Starting with the line that contains "the cap brim." and continuing through the line that contains "left=132, top=50, right=233, bottom=135", lay out that stretch of the material below as a numbered list, omitting any blank lines.

-- BEGIN --

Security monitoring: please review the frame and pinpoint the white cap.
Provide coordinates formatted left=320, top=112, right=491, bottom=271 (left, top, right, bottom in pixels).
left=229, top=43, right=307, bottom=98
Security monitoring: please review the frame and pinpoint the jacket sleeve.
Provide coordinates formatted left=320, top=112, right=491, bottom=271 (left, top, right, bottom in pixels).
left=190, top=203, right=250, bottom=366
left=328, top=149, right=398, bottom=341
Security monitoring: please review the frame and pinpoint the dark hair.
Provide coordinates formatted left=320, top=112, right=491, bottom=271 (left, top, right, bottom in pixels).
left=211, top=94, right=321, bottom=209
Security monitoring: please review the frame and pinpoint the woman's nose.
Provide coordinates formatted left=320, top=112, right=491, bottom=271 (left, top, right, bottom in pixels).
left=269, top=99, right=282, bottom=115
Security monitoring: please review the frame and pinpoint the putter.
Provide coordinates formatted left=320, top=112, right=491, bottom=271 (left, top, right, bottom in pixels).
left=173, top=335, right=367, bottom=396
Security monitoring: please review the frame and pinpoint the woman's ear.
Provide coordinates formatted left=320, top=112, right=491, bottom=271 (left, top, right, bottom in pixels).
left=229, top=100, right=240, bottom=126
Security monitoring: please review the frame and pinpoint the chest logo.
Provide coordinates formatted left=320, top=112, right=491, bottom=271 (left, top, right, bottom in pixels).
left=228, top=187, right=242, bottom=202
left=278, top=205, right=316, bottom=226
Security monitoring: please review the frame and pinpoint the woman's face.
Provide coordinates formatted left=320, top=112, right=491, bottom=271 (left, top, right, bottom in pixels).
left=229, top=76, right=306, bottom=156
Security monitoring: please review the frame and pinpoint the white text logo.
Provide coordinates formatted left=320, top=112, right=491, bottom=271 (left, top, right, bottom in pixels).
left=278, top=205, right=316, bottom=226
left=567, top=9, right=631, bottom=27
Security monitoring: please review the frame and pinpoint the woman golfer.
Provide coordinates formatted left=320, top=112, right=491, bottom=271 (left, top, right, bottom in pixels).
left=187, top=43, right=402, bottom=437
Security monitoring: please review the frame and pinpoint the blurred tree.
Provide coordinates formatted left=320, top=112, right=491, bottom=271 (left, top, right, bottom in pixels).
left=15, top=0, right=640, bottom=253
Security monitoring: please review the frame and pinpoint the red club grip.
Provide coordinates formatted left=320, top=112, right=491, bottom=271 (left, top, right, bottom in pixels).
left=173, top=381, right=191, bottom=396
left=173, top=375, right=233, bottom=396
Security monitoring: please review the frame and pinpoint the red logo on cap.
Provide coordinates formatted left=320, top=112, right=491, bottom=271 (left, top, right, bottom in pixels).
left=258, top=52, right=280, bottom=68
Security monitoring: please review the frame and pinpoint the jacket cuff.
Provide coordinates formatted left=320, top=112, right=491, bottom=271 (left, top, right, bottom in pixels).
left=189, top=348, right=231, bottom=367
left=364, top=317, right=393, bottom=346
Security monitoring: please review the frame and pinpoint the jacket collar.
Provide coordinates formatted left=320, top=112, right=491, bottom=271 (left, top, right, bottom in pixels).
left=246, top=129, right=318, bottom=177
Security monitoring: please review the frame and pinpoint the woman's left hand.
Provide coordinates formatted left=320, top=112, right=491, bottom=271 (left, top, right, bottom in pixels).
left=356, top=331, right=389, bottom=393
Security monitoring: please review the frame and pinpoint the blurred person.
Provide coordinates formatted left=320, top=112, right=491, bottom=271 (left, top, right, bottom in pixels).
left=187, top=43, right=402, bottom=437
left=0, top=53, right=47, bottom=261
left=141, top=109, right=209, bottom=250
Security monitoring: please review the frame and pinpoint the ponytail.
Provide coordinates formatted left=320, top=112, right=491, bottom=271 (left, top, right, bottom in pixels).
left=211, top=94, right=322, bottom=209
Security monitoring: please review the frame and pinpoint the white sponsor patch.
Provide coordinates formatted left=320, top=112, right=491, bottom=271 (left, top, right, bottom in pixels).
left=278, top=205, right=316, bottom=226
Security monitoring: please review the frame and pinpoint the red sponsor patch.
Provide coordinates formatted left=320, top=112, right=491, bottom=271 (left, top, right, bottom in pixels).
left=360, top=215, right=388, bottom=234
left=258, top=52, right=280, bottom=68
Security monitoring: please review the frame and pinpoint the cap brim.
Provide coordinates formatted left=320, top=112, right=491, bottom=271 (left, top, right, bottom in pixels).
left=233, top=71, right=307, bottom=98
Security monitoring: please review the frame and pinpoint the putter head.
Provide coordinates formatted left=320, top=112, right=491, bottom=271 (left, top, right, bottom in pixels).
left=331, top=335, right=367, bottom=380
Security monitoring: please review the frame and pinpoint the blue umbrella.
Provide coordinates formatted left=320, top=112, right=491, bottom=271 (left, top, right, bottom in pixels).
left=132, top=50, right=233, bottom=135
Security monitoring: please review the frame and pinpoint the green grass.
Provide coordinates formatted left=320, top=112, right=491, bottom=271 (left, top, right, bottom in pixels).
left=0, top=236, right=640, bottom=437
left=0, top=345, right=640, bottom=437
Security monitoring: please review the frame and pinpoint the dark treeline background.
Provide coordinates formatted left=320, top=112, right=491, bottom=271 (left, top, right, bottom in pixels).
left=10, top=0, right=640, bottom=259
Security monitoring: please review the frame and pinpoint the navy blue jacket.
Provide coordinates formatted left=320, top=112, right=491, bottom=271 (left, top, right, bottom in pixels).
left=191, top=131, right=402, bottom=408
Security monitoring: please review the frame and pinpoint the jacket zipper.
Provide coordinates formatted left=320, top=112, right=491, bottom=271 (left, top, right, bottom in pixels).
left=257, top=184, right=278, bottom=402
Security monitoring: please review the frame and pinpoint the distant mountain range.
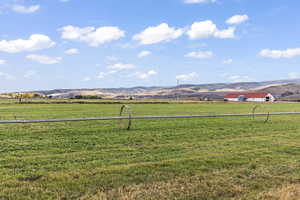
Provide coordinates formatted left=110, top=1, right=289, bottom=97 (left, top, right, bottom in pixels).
left=6, top=79, right=300, bottom=99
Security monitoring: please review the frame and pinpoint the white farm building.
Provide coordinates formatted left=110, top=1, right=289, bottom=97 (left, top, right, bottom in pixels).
left=224, top=92, right=275, bottom=102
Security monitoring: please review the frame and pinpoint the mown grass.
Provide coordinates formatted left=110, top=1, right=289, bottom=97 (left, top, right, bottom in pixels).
left=0, top=103, right=300, bottom=199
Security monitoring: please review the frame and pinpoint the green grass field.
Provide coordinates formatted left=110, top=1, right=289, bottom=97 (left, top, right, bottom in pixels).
left=0, top=103, right=300, bottom=200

-- END --

= Complete response =
1. Security monitoring: please review the frame and pinpoint the cap brim.
2. Provide coordinates formatted left=320, top=112, right=491, bottom=271 (left, top, right, bottom in pixels).
3. left=233, top=71, right=307, bottom=98
4. Security monitoring: please review the frame and pinpoint the putter head.
5. Provide coordinates formatted left=320, top=112, right=491, bottom=271 (left, top, right, bottom in pixels).
6. left=331, top=335, right=367, bottom=380
7. Security monitoring: please review the frame and pinpoint the blue umbrella.
8. Provide coordinates formatted left=320, top=112, right=491, bottom=271 (left, top, right, bottom in pixels).
9. left=132, top=50, right=233, bottom=135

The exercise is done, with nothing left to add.